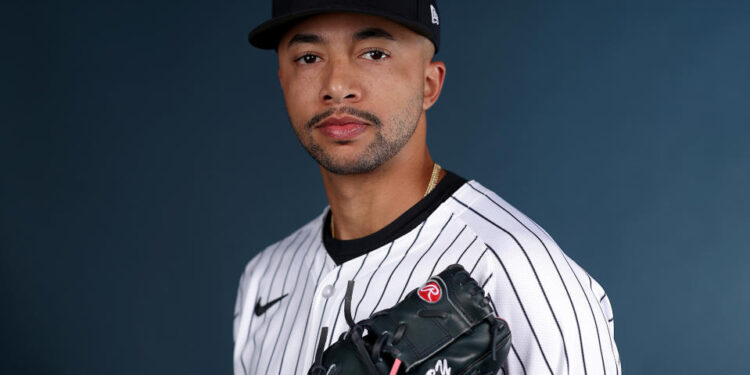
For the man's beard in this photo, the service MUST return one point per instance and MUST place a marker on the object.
(377, 152)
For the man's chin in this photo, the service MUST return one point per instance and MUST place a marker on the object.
(351, 168)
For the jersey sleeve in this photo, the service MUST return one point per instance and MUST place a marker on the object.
(552, 306)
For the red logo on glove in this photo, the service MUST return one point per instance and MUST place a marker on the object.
(430, 292)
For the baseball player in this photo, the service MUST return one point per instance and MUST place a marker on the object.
(358, 77)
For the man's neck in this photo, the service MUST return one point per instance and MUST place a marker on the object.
(362, 204)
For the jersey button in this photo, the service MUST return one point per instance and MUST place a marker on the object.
(327, 291)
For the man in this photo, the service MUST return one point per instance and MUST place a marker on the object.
(358, 78)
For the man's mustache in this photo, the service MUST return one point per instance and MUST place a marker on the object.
(367, 116)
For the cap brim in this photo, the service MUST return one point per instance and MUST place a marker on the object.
(268, 34)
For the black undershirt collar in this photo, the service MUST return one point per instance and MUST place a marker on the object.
(343, 250)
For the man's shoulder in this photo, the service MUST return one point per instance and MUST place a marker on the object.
(496, 222)
(306, 234)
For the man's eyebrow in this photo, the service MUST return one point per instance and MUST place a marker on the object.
(305, 38)
(372, 32)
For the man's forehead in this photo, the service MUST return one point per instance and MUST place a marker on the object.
(348, 25)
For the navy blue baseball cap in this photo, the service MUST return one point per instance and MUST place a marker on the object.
(421, 16)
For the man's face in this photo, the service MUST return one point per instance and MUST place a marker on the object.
(354, 87)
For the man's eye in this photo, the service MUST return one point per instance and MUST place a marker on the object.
(307, 59)
(375, 55)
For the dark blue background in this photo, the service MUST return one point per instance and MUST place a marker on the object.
(146, 157)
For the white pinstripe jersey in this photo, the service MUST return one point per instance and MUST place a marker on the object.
(560, 317)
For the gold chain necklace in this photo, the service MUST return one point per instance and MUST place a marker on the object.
(433, 182)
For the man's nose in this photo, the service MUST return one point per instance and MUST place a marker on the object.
(341, 83)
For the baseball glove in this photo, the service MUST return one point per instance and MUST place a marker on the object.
(445, 327)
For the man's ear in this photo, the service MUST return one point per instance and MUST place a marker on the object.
(433, 84)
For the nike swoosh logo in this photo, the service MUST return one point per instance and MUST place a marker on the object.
(260, 309)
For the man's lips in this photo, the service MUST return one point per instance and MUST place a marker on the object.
(342, 128)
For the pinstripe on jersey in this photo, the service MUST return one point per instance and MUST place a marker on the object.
(560, 318)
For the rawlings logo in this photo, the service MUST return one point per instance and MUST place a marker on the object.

- [PROBLEM DESCRIPTION]:
Rewrite the rows from the line with "For the man's lips" through the end of the rows, both included, keeping the requests, and scale every point coordinate in the answers by 1.6, rounding to whole numbers with halves going up.

- [RESULT FOR THIS EXERCISE]:
For the man's lips in this photo, the service MUST return one point per instance and MUST place a marker on the object.
(547, 205)
For the pinstripe on jersey in this photo, the service MUST return one point per instance and MUST place a marker on the object.
(896, 509)
For the rawlings logo in this photo, the service MUST return one point per instance and MUST place a marker on the object.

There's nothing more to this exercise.